» **ACTIVITY**
Reproduce all the material verbatim, down to the last line.
■ ■ ■ ■ ■ ■ ■
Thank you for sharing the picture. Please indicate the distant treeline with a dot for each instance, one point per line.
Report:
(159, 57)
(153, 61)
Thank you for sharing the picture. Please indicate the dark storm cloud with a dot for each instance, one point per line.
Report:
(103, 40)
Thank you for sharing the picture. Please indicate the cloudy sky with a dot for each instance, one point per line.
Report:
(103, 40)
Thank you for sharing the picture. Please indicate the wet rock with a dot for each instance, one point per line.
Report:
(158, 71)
■ ■ ■ ■ ■ ■ ■
» **TASK RESPONSE**
Thank you for sharing the picture. Please indicate the distant treeline with a dot for each instance, one point per line.
Report:
(159, 57)
(153, 61)
Thank you for sharing the picture. Please indicate the dark storm cloud with a dot for each instance, one point per line.
Report:
(103, 40)
Thank you for sharing the picture. Please indicate the cloudy sky with a dot for each instance, one point per line.
Report:
(103, 40)
Thank you for sharing the picture. Please indicate the wet rock with a dot for each instance, one point per line.
Report:
(158, 71)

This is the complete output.